= Beginning of Section =

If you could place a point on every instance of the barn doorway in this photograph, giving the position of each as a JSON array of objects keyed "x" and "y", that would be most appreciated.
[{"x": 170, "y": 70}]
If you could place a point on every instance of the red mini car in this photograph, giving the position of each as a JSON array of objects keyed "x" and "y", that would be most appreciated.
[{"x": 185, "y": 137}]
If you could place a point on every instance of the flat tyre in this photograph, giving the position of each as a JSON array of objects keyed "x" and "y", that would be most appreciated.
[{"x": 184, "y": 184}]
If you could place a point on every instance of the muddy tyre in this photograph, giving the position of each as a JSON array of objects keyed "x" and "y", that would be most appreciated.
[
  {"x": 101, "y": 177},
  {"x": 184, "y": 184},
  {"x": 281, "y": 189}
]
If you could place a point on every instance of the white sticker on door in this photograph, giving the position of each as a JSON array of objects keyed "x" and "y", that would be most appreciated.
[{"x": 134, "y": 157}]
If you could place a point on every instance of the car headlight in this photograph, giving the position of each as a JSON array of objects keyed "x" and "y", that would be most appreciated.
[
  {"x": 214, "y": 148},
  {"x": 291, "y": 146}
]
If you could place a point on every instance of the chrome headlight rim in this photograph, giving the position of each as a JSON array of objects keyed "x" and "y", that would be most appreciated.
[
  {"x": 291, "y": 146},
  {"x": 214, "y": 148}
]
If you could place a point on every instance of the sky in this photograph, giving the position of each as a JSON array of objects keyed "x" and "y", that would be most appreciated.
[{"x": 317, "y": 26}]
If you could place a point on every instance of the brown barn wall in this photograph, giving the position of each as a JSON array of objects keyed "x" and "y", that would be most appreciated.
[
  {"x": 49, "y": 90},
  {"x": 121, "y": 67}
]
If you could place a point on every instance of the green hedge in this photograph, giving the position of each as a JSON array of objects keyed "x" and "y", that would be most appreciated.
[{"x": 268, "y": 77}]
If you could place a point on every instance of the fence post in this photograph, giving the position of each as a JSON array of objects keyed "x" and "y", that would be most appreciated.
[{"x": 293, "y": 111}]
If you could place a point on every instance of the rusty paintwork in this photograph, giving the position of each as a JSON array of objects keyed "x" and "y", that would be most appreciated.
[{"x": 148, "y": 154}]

= End of Section =

- What to produce -
Output the records exactly, including every line.

- Exercise solution -
If you could place a point on every instance of the barn doorway in this photograph, giving the position of each as a JSON array of objects keyed "x" and "y", that would be most appreciated.
[{"x": 170, "y": 70}]
If you could place a point on every instance of the red mini car in this photograph, giving the position of each as a JSON array of objects keyed "x" and "y", that would be most appreciated.
[{"x": 185, "y": 137}]
If you could place a point on every instance of the flat tyre in this photograph, giving the position of each as a JSON array of objects keyed "x" and "y", that would be most appreciated.
[{"x": 184, "y": 184}]
If you could place a point on every instance of the muddy tyre in this photograph, giving the position of each as a JSON array of objects keyed "x" and "y", that would be most appreciated.
[
  {"x": 101, "y": 177},
  {"x": 184, "y": 184},
  {"x": 281, "y": 189}
]
If you could place a point on every instance of the white sticker on door in this photograph, giving the position of each as a JSON array of objects keyed "x" and "y", that would be most appreciated.
[{"x": 134, "y": 157}]
If you could place a point on every instance of the car headlight in this photograph, giving the position of each as a JSON array of objects keyed "x" and "y", that would be most appreciated.
[
  {"x": 214, "y": 148},
  {"x": 291, "y": 146}
]
If you could place a point on every instance of the chrome headlight rim in this photograph, giving the position of each as a JSON array of objects keyed "x" and "y", that would be most appreciated.
[
  {"x": 291, "y": 146},
  {"x": 214, "y": 148}
]
If you could place a point on every instance of the sky in this photograph, giving the position of each as a JSON array of objects keyed "x" and "y", that would be most appreciated.
[{"x": 317, "y": 26}]
If you could place a point on every instance of the brown barn wall in this photograph, giving the position of each as a JSON array of objects keyed "x" and "y", that would be most appreciated.
[
  {"x": 49, "y": 90},
  {"x": 121, "y": 67}
]
If you could place a point on every instance of the green hedge in this photograph, giving the position of each as a JSON array of objects keyed "x" and "y", that would be most appreciated.
[{"x": 268, "y": 77}]
If you could place a point on every instance of the fence post in this photograph, giving the position of each as a JSON array of objects keyed "x" and "y", that would be most appreciated.
[{"x": 293, "y": 111}]
If you could place a point on every instance of the rusty paintwork in this photograph, giving the position of each as a JSON array of objects keyed "x" and "y", that would be most appreciated.
[{"x": 148, "y": 154}]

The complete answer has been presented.